Texto de leitura =
Acórdãos TCAS

Acórdão do Tribunal Central Administrativo Sul
Processo:07252/11
Secção:CA-2º JUÍZO
Data do Acordão:05/23/2013
Relator:ANA CELESTE CARVALHO
Descritores:MODIFICAÇÃO OBJECTIVA DE INSTÂNCIA, ARTº 63º DO CPTA, IMPUGNAÇÃO DE ACTO REVOGATÓRIO
Sumário:I. O artº 63º do CPTA, com a epígrafe “Modificação objectiva de instância”, veio admitir a ampliação da instância mediante cumulação superveniente de pedidos, isto é, uma alteração que ocorre estando pendente a acção.

II. Consiste a ampliação do objecto do processo numa das principais alterações introduzidas ao contencioso administrativo, enquanto corolário do princípio da flexibilidade do processo, concretizador da tutela jurisdicional efectiva que enforma o sistema judicial.

III. À luz do disposto no artº 63º do CPTA é possível cumular a impugnação de novos actos administrativos que tenham sido proferidos no âmbito do mesmo procedimento, na pendência do processo impugnatório, bem como a formulação, em acumulação, de outro tipo de pretensões.

Exercício proposto 1 = Transcreva do acórdão o trecho que começa em "Acórdão do Tribunal" e termina em "o sistema judicial.".
O acórdão e as entradas são materiais independentes entre si.

[Entradas de um conjunto de dados de apontamento]
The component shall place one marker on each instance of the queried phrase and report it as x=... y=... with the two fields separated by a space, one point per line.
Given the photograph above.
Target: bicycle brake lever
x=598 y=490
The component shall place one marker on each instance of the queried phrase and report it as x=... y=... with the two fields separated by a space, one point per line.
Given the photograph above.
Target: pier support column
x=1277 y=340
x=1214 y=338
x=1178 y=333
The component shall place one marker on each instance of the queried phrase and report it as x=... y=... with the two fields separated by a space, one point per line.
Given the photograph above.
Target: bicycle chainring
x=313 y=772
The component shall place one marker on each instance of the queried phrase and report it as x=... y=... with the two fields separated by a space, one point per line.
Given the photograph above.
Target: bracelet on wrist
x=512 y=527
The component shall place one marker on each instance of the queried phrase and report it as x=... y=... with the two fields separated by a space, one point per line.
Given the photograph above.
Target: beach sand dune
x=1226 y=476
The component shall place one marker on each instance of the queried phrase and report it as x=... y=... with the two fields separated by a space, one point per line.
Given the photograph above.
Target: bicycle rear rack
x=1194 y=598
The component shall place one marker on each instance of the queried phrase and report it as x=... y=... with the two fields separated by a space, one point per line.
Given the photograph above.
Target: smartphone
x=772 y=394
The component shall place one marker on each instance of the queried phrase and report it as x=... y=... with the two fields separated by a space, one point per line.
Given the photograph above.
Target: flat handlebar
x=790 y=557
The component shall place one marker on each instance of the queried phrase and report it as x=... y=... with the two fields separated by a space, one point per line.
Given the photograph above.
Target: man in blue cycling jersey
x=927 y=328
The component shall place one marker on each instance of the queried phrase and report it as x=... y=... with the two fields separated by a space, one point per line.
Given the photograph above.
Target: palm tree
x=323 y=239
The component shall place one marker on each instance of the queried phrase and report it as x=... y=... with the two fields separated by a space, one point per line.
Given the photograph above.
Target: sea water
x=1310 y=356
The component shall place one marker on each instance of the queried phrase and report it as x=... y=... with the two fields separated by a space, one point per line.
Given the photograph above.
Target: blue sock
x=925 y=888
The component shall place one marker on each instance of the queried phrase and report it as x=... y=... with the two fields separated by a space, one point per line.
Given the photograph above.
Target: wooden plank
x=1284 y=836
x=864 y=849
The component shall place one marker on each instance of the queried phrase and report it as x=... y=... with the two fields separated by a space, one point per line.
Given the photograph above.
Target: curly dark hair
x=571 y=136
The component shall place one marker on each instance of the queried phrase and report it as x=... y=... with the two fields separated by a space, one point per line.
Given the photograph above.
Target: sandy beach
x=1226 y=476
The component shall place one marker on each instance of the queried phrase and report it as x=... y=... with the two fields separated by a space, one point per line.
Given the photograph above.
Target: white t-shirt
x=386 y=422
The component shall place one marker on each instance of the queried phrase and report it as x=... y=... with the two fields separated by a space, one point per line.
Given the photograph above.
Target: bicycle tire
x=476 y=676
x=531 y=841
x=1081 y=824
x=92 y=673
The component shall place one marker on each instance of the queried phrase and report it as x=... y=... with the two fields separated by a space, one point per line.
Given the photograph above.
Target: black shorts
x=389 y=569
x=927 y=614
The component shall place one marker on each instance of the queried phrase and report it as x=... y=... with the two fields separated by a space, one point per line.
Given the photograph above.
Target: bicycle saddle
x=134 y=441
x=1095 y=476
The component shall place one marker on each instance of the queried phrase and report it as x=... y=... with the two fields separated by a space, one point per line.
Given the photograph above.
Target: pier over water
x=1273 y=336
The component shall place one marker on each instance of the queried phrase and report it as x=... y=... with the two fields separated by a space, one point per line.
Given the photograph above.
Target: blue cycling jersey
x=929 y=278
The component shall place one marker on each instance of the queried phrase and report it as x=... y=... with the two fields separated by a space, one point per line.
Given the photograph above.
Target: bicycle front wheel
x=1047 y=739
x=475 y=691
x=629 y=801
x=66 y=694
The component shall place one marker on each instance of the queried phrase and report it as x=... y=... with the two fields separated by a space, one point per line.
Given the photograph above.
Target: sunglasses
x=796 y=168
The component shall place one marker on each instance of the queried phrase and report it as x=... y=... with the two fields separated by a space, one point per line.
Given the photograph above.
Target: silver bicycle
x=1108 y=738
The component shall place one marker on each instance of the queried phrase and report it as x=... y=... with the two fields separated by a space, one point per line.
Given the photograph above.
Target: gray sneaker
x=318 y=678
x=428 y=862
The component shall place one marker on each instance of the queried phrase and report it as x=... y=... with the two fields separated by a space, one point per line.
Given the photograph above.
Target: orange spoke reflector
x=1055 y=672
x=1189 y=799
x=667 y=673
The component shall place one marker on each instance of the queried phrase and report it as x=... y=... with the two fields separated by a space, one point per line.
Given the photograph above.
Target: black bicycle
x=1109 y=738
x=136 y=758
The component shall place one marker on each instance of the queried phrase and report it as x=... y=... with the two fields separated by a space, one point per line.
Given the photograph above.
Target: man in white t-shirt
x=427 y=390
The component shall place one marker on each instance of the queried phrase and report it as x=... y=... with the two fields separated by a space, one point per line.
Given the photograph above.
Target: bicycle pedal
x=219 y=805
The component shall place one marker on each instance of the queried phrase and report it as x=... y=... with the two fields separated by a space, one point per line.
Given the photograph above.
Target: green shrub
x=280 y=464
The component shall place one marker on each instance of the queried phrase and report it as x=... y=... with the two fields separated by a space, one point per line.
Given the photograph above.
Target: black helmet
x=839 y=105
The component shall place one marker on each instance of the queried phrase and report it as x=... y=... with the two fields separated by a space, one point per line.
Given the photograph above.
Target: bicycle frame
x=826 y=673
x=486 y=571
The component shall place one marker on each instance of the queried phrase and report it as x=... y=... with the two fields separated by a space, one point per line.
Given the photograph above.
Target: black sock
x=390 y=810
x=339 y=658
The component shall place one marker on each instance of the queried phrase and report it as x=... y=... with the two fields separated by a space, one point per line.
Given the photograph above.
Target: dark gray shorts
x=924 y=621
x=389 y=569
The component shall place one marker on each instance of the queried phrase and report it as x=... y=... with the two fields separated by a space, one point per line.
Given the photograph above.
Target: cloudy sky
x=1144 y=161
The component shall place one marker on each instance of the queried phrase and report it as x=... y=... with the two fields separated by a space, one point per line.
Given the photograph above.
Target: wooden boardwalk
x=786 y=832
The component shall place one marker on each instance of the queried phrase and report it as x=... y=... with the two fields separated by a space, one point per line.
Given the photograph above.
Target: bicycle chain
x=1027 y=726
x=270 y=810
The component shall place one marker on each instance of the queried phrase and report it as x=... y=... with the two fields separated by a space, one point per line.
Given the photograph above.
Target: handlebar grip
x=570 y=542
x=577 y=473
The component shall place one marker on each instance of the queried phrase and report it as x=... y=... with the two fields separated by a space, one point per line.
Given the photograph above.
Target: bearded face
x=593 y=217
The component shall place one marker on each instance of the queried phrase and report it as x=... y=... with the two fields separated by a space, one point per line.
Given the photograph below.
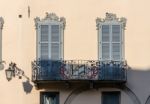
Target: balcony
x=78 y=70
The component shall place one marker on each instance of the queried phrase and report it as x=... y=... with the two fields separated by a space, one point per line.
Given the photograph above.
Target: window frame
x=110 y=23
x=50 y=19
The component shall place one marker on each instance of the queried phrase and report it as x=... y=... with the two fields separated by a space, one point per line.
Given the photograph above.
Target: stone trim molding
x=124 y=88
x=1 y=22
x=111 y=17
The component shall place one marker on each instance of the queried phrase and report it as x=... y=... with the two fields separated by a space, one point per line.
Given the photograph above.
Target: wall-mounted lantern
x=13 y=71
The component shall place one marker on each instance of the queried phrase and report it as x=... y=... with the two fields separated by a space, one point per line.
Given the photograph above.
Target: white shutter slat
x=105 y=51
x=115 y=33
x=54 y=51
x=116 y=51
x=105 y=45
x=116 y=42
x=55 y=42
x=44 y=33
x=44 y=53
x=105 y=33
x=55 y=33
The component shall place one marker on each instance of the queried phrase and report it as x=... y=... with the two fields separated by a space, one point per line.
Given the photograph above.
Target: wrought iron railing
x=47 y=70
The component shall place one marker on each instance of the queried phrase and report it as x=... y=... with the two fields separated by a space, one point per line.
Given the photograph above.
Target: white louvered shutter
x=116 y=42
x=55 y=42
x=105 y=42
x=44 y=42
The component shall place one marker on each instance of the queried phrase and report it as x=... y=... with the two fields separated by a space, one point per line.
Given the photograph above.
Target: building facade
x=74 y=52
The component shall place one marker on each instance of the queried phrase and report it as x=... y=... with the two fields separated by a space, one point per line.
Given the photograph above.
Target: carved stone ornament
x=111 y=17
x=1 y=22
x=50 y=17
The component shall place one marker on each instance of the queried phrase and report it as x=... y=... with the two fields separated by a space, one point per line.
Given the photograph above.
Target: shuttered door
x=44 y=42
x=111 y=97
x=55 y=42
x=116 y=42
x=105 y=38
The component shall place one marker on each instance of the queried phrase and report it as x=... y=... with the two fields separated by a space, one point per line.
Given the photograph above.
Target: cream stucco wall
x=19 y=41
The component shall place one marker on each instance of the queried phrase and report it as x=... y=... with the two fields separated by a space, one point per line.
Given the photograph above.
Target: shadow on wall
x=27 y=86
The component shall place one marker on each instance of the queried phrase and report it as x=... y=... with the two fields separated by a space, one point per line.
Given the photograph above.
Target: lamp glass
x=9 y=74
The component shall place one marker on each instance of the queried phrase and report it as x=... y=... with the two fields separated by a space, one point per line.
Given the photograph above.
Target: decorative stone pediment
x=50 y=17
x=111 y=17
x=1 y=22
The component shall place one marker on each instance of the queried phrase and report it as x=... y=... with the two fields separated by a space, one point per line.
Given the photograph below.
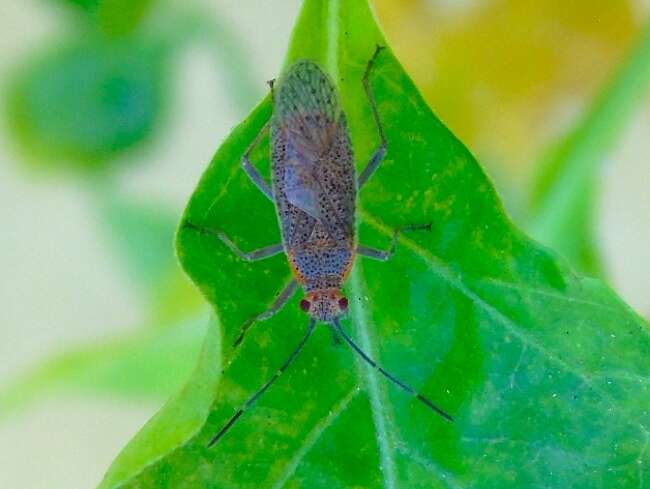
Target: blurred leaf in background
x=112 y=17
x=88 y=100
x=564 y=197
x=508 y=75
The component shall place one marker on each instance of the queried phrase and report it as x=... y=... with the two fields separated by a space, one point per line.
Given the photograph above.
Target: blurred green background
x=111 y=110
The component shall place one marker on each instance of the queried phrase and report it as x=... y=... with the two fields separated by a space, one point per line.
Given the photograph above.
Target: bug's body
x=314 y=184
x=314 y=190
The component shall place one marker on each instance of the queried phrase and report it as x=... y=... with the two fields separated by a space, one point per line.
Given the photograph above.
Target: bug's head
x=324 y=305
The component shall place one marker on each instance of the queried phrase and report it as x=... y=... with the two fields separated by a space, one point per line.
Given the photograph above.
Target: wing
x=313 y=170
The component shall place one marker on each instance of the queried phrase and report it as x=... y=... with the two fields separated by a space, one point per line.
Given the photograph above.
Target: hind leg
x=380 y=152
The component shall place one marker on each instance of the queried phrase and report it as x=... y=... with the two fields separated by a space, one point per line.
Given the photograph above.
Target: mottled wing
x=313 y=170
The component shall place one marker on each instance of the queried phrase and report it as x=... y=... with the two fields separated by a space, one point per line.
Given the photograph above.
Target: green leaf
x=88 y=100
x=545 y=372
x=150 y=363
x=565 y=190
x=113 y=17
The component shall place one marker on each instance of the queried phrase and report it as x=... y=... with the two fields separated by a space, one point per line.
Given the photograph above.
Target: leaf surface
x=545 y=373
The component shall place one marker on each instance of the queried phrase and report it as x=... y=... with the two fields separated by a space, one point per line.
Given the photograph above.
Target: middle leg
x=380 y=152
x=384 y=255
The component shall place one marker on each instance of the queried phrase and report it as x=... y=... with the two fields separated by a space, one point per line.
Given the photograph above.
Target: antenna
x=276 y=375
x=389 y=376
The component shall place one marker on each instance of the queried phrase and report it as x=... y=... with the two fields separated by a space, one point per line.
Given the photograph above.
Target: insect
x=314 y=190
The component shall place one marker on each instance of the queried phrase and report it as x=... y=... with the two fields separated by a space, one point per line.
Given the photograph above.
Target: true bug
x=314 y=191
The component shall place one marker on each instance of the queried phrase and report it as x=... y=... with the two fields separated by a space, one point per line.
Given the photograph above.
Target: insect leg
x=380 y=152
x=253 y=398
x=254 y=255
x=251 y=171
x=390 y=376
x=382 y=255
x=278 y=303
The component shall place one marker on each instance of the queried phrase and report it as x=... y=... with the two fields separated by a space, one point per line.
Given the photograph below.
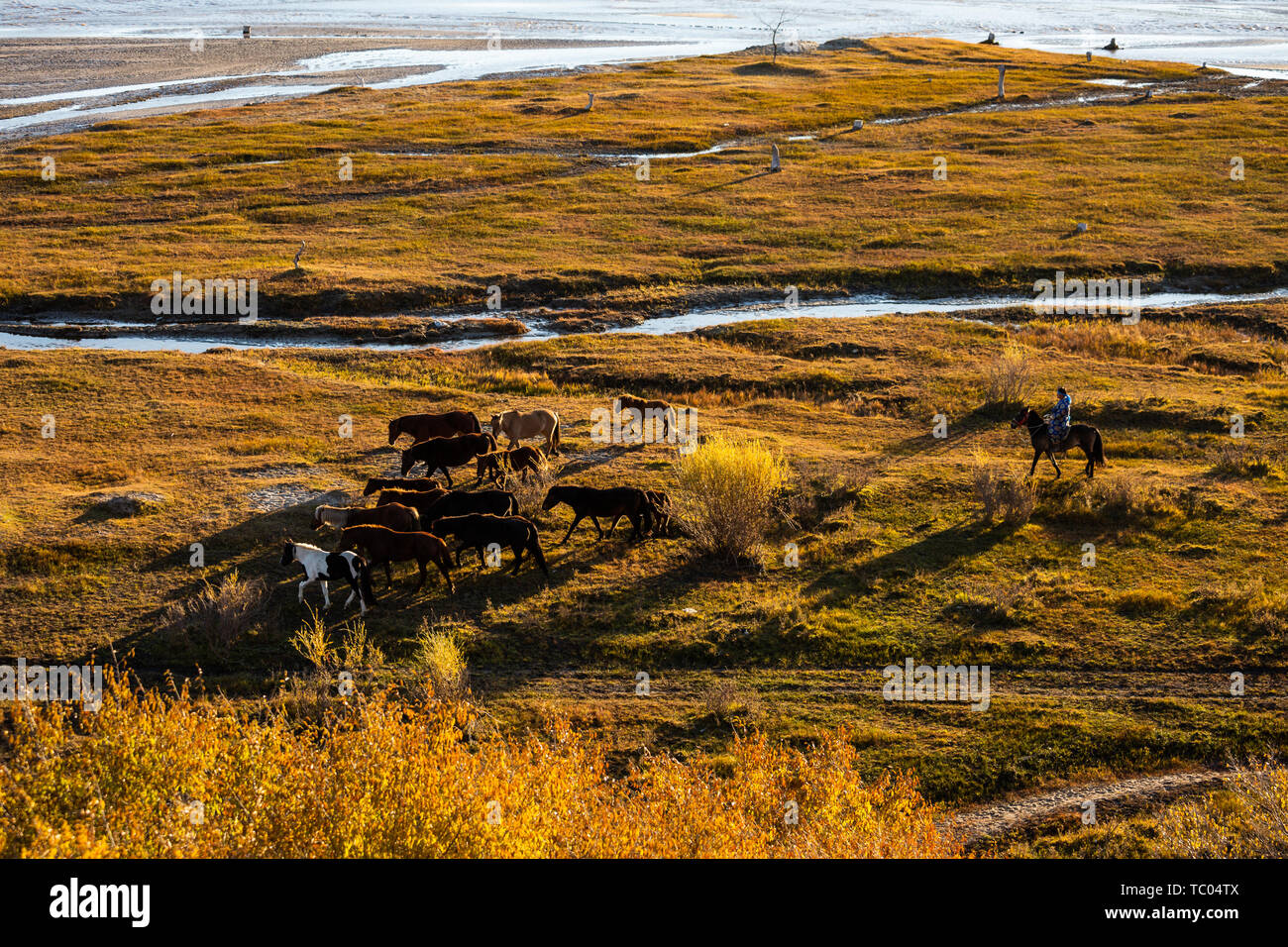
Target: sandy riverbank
x=62 y=84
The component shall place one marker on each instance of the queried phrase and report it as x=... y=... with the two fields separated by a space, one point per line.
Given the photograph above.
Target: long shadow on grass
x=934 y=553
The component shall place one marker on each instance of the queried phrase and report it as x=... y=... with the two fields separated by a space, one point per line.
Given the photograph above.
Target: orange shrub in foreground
x=155 y=776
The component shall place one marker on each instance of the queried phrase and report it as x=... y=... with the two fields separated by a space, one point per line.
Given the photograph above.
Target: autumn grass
x=893 y=557
x=386 y=780
x=509 y=175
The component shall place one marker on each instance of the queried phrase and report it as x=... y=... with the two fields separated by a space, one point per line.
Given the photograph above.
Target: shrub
x=1247 y=608
x=439 y=659
x=1248 y=462
x=1001 y=605
x=1001 y=493
x=1245 y=819
x=397 y=780
x=1009 y=377
x=725 y=493
x=218 y=616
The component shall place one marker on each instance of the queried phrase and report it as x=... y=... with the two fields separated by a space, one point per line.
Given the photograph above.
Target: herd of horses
x=415 y=517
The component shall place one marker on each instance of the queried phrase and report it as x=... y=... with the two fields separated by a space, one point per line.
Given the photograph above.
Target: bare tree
x=774 y=29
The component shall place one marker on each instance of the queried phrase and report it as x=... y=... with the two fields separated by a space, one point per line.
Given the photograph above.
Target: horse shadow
x=728 y=183
x=934 y=553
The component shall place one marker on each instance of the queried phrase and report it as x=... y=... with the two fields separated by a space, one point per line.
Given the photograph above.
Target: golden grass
x=513 y=195
x=151 y=776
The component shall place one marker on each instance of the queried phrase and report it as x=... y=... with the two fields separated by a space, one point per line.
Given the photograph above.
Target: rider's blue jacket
x=1059 y=425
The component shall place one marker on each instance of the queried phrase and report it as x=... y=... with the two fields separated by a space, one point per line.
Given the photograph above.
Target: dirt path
x=993 y=821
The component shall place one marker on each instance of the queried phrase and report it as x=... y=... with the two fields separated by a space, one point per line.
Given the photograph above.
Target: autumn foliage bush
x=382 y=777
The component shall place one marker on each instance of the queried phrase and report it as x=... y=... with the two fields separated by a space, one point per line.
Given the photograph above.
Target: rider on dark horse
x=1057 y=434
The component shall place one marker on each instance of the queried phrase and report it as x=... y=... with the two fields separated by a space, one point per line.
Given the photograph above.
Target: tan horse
x=519 y=424
x=648 y=411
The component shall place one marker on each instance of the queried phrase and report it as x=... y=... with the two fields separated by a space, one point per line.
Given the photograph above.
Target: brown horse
x=445 y=453
x=424 y=427
x=500 y=464
x=393 y=514
x=415 y=483
x=416 y=499
x=1081 y=436
x=614 y=501
x=382 y=547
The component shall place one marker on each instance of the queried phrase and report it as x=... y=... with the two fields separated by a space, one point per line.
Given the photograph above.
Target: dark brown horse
x=424 y=427
x=614 y=501
x=1081 y=436
x=481 y=530
x=445 y=453
x=660 y=513
x=416 y=499
x=382 y=547
x=393 y=514
x=415 y=483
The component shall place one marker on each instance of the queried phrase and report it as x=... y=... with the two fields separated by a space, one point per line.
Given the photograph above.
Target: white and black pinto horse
x=321 y=566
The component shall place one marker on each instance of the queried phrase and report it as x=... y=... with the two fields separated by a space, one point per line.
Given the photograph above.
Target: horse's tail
x=365 y=579
x=535 y=548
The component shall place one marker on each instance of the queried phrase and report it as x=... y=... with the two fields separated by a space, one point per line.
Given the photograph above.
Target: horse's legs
x=447 y=575
x=575 y=521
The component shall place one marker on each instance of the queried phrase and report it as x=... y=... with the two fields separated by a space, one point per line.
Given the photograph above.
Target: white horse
x=321 y=566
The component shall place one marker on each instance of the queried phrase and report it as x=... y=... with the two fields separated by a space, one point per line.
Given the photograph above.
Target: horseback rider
x=1060 y=416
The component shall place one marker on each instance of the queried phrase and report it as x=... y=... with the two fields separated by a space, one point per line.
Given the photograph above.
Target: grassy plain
x=514 y=183
x=1098 y=672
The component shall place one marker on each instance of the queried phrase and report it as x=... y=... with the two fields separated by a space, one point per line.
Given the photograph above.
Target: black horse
x=1081 y=436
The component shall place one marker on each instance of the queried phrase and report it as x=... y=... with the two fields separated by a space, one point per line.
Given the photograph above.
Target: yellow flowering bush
x=154 y=775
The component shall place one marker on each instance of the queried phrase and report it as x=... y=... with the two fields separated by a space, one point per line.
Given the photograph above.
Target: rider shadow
x=934 y=553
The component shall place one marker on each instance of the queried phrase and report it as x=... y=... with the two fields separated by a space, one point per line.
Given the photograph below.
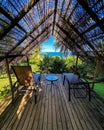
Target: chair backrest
x=24 y=75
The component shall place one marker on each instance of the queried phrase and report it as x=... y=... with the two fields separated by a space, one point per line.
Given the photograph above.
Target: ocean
x=53 y=54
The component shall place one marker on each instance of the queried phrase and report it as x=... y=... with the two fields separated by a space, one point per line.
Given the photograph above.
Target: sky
x=47 y=45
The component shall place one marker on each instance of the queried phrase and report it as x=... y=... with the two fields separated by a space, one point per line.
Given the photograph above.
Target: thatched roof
x=24 y=24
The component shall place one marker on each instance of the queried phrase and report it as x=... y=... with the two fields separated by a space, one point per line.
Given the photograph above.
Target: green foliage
x=99 y=88
x=55 y=64
x=5 y=90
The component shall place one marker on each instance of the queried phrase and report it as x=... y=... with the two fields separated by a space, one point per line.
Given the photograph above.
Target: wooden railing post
x=77 y=60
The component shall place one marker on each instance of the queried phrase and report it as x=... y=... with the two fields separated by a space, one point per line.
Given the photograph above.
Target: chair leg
x=35 y=96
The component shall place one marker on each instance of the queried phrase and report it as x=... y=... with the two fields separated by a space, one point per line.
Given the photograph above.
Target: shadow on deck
x=53 y=111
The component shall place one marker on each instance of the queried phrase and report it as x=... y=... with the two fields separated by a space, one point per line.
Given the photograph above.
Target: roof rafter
x=41 y=22
x=55 y=11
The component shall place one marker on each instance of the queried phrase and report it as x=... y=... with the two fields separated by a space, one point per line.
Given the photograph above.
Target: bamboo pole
x=96 y=71
x=27 y=60
x=9 y=76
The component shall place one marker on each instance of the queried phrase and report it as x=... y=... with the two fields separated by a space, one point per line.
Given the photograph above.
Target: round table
x=51 y=78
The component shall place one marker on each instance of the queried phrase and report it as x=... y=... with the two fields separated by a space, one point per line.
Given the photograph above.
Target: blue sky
x=47 y=46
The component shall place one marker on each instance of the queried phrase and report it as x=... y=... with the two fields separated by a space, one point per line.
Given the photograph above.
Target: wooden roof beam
x=14 y=22
x=29 y=33
x=10 y=18
x=54 y=19
x=84 y=4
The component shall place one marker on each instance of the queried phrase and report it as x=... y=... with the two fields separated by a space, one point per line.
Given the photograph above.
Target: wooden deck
x=53 y=111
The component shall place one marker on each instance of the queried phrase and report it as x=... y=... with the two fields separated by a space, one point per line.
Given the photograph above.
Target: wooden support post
x=77 y=60
x=96 y=71
x=27 y=60
x=9 y=76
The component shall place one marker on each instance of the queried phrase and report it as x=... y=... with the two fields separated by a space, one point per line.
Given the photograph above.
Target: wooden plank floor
x=53 y=111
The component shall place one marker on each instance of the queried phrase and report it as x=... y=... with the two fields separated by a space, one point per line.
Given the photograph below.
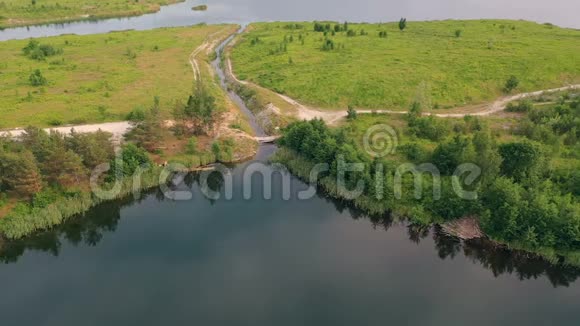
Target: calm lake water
x=153 y=261
x=559 y=12
x=270 y=262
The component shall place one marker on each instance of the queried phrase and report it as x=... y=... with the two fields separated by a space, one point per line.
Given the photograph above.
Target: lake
x=559 y=12
x=154 y=261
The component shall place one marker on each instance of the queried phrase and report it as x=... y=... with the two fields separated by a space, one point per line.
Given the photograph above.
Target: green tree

Exercício proposto 2 = Apresente como lista numerada as linhas das entradas, começando na primeira e terminando na que contém "x=1178 y=333", incluindo-a, e deixe de fora as linhas em branco.

Resultado da tarefa 1 =
Acórdão do Tribunal Central Administrativo Sul
Processo:07252/11
Secção:CA-2º JUÍZO
Data do Acordão:05/23/2013
Relator:ANA CELESTE CARVALHO
Descritores:MODIFICAÇÃO OBJECTIVA DE INSTÂNCIA, ARTº 63º DO CPTA, IMPUGNAÇÃO DE ACTO REVOGATÓRIO
Sumário:I. O artº 63º do CPTA, com a epígrafe “Modificação objectiva de instância”, veio admitir a ampliação da instância mediante cumulação superveniente de pedidos, isto é, uma alteração que ocorre estando pendente a acção.

II. Consiste a ampliação do objecto do processo numa das principais alterações introduzidas ao contencioso administrativo, enquanto corolário do princípio da flexibilidade do processo, concretizador da tutela jurisdicional efectiva que enforma o sistema judicial.

Resultado da tarefa 2 =
1. The component shall place one marker on each instance of the queried phrase and report it as x=... y=... with the two fields separated by a space, one point per line.
2. Given the photograph above.
3. Target: bicycle brake lever
4. x=598 y=490
5. The component shall place one marker on each instance of the queried phrase and report it as x=... y=... with the two fields separated by a space, one point per line.
6. Given the photograph above.
7. Target: pier support column
8. x=1277 y=340
9. x=1214 y=338
10. x=1178 y=333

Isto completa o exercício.